--- Given records Enclosed Below ---
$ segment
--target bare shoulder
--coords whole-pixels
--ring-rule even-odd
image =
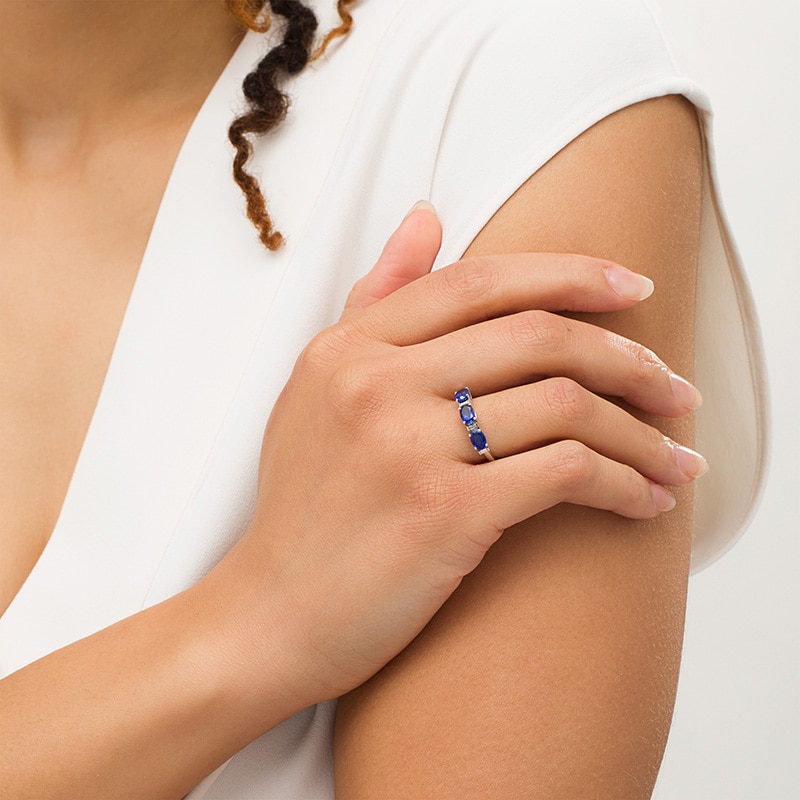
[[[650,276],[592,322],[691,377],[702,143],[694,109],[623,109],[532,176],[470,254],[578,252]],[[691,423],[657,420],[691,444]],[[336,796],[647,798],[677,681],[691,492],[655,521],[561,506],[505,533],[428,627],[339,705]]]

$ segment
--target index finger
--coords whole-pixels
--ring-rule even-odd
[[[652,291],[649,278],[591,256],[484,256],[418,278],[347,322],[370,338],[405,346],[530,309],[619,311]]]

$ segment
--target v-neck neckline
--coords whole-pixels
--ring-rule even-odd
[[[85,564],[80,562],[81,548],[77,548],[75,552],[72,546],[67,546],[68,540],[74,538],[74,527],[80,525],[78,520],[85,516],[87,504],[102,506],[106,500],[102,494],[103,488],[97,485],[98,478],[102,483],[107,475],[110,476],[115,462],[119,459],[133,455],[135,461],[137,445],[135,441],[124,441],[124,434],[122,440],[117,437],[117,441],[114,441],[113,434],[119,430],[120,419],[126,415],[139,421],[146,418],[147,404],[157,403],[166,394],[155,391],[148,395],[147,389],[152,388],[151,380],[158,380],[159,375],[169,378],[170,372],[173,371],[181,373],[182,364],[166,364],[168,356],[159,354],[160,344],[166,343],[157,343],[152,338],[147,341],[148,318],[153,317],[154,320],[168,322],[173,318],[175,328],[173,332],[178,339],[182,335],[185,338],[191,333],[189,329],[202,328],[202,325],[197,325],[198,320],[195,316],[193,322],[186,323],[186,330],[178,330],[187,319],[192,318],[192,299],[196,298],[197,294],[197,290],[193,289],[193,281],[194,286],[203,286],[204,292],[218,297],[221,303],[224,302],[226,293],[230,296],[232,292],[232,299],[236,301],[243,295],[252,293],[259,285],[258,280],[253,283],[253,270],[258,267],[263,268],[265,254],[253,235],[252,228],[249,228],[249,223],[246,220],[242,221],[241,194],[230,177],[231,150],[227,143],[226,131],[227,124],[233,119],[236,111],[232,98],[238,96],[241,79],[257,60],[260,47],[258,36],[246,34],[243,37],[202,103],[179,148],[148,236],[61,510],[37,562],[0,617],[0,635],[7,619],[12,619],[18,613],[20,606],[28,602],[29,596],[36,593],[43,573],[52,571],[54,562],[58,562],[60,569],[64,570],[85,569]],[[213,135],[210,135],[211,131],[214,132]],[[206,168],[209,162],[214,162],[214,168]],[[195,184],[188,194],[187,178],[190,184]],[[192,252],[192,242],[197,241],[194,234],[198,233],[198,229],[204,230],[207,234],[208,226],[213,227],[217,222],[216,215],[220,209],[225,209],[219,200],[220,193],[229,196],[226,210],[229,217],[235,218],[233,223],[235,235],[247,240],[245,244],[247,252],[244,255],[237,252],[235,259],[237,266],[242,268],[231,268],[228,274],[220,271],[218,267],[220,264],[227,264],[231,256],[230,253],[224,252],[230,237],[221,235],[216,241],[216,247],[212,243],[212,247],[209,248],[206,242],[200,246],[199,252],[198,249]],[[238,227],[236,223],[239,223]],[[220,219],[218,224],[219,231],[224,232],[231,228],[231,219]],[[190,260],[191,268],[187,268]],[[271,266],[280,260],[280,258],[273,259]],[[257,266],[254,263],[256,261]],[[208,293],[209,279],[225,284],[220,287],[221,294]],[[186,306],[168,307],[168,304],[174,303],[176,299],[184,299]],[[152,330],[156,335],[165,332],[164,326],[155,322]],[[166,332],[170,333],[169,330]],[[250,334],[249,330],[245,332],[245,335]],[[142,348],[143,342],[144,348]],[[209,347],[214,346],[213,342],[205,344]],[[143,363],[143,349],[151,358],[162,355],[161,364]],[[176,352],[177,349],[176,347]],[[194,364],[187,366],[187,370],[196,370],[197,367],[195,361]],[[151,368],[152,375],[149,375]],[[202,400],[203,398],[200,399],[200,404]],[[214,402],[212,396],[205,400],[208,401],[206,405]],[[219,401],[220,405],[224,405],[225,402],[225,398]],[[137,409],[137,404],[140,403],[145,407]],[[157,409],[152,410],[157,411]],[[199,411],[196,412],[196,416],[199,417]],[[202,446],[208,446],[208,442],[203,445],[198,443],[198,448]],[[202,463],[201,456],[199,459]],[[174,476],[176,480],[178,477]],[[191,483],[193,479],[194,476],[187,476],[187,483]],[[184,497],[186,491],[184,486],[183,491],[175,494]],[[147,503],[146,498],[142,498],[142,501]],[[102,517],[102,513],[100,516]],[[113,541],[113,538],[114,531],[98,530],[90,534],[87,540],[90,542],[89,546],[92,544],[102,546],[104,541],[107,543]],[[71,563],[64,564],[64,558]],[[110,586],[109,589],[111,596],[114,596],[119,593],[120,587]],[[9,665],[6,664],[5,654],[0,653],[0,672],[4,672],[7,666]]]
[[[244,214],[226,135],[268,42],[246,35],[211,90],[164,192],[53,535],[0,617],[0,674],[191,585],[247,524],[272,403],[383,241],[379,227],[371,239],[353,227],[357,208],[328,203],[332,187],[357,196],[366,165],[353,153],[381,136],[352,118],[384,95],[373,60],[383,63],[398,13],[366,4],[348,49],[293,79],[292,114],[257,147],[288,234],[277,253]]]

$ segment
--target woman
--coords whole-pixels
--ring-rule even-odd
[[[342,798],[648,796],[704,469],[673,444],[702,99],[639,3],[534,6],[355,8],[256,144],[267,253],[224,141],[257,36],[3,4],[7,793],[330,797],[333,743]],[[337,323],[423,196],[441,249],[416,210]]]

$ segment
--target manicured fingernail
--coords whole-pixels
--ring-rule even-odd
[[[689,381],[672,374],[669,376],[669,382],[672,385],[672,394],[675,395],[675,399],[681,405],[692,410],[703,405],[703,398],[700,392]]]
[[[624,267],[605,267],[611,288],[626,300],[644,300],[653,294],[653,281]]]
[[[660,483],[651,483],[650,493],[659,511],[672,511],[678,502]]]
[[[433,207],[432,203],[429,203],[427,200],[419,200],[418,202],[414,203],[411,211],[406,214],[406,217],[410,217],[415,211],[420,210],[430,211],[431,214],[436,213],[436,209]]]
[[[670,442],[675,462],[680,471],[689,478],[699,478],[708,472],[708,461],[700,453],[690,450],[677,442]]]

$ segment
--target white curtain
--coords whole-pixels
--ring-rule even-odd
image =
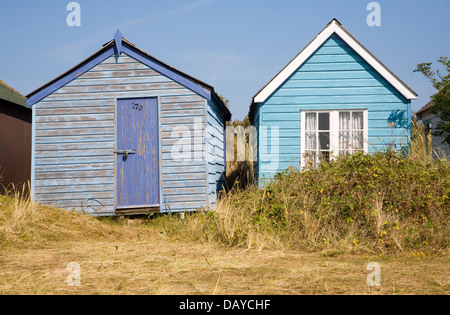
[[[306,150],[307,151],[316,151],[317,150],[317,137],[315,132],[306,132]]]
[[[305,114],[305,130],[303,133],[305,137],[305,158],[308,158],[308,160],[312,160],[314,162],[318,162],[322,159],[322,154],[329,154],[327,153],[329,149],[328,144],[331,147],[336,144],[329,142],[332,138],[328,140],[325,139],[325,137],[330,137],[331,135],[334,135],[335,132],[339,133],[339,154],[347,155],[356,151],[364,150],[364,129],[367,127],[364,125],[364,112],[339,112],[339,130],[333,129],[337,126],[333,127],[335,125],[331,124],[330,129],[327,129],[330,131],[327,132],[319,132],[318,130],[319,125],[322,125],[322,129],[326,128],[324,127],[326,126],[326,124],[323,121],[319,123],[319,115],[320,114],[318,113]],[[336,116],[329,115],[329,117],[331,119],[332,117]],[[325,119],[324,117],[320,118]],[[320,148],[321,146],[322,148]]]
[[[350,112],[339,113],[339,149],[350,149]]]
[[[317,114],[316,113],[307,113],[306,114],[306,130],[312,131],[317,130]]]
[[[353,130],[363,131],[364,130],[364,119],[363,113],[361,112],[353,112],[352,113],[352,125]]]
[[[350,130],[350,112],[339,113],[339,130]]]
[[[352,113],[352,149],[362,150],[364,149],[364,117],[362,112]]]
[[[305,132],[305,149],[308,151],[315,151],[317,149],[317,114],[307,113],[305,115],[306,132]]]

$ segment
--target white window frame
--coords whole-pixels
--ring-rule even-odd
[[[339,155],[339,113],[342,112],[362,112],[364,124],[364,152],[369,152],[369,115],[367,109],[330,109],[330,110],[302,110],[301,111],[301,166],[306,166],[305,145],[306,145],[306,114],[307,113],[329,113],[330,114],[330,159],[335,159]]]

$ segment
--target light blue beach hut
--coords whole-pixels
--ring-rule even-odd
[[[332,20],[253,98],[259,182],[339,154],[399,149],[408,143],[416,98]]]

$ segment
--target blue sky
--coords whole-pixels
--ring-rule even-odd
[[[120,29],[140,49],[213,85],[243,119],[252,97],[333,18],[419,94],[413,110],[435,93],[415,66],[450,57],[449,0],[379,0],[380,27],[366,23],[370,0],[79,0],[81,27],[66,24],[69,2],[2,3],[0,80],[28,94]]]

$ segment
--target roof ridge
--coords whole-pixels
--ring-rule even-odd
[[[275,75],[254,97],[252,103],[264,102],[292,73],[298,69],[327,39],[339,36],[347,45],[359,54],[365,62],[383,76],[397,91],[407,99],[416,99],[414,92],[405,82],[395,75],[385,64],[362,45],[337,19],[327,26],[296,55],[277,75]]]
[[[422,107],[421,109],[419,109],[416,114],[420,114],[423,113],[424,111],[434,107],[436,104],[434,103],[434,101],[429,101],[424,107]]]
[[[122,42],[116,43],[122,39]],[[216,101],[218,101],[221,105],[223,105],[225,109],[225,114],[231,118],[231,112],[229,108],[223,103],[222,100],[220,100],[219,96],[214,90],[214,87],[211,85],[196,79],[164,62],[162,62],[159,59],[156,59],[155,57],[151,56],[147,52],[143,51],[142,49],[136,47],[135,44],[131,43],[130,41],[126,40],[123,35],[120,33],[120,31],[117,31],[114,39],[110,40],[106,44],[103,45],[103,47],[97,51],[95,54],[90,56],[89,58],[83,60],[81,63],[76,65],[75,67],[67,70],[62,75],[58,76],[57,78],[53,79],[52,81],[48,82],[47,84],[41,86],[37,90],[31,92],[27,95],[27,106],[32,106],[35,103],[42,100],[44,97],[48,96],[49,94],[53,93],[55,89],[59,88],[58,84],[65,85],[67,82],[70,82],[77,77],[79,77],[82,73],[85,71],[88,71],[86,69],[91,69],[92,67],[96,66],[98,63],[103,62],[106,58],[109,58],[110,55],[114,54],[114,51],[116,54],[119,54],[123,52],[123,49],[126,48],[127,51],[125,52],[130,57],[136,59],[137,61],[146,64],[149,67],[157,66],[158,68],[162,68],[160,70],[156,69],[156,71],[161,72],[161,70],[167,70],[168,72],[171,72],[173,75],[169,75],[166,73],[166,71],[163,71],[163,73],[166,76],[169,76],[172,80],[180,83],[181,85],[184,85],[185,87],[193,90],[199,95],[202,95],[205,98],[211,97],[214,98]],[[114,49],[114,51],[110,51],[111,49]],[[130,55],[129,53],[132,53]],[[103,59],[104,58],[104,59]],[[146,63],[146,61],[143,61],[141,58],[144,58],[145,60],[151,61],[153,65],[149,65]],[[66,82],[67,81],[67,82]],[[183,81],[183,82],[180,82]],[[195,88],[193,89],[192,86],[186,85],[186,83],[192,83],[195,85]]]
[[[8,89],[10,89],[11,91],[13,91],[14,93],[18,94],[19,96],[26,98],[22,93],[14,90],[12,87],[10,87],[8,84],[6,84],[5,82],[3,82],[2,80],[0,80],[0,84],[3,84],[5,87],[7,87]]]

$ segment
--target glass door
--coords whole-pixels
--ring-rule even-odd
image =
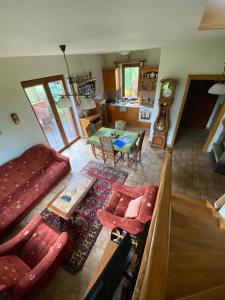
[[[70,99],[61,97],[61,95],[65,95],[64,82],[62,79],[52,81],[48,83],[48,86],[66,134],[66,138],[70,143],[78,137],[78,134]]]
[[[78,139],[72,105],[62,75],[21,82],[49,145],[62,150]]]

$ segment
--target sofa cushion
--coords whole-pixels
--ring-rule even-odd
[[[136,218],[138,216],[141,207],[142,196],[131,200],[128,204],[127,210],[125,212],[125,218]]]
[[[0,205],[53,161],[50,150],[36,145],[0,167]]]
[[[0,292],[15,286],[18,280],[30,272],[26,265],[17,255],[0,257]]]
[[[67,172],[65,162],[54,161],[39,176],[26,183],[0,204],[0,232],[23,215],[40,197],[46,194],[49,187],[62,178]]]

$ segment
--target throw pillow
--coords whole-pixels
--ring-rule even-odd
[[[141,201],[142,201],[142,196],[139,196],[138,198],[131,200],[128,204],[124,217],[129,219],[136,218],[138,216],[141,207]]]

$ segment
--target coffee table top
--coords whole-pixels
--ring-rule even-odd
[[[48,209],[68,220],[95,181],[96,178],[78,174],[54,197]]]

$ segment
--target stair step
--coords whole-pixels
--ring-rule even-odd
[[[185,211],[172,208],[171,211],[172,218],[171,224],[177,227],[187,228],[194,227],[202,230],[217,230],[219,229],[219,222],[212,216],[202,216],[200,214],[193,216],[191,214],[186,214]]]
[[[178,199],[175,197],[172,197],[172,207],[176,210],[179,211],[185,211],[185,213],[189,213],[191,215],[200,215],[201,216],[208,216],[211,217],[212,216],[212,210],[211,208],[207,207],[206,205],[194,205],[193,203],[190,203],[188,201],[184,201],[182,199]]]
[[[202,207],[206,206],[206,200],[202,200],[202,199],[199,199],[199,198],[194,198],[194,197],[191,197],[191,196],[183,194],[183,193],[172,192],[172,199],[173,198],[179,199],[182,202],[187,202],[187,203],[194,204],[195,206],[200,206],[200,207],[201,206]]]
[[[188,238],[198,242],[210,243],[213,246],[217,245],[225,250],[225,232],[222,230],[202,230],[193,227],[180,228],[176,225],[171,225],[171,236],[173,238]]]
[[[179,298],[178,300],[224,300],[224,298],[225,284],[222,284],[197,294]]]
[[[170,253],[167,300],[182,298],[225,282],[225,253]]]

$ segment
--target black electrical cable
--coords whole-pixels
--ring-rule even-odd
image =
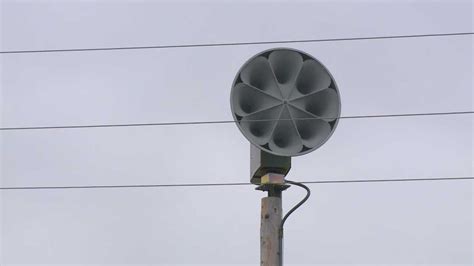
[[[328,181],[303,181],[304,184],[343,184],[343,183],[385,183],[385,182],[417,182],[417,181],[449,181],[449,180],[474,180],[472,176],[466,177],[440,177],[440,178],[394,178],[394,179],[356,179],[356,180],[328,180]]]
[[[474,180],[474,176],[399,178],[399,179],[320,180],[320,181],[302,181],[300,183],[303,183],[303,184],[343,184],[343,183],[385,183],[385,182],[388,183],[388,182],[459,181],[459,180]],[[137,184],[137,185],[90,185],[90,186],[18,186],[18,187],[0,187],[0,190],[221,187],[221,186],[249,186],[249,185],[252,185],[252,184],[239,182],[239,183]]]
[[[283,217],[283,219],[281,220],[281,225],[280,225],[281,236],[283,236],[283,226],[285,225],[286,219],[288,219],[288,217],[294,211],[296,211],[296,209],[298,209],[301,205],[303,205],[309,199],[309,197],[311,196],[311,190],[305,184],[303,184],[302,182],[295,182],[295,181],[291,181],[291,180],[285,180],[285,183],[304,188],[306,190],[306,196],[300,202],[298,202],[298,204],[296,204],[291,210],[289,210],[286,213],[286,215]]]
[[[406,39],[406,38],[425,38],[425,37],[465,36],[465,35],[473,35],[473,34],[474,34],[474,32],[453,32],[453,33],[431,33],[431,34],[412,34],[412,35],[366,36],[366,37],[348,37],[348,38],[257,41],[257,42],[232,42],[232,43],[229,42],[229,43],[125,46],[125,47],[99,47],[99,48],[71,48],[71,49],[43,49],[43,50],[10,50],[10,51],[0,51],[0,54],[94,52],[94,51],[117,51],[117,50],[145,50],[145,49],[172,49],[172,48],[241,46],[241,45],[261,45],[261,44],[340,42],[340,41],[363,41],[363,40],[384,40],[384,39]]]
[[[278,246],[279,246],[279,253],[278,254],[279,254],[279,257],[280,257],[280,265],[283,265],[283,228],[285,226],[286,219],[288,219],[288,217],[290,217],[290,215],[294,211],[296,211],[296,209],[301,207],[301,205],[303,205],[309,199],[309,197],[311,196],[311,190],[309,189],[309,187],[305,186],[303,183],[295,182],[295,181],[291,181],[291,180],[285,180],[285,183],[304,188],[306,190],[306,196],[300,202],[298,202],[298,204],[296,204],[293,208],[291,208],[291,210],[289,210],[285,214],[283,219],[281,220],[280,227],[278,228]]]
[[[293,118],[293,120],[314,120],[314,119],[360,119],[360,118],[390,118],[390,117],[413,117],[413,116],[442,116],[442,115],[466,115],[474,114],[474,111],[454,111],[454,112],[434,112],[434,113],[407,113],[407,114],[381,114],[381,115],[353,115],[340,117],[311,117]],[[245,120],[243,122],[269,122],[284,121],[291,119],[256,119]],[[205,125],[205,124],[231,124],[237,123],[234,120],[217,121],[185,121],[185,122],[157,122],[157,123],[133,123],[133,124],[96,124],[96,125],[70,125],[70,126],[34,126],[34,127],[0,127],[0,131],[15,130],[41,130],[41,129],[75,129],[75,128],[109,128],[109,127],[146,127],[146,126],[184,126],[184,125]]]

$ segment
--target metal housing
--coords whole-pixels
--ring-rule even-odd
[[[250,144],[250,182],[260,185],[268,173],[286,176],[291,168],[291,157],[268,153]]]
--- End of Enclosed Given records ---
§ **Task requirements**
Copy here each line of the preceding records with "white" in it.

§ **Solution to this problem**
--target white curtain
--target white window frame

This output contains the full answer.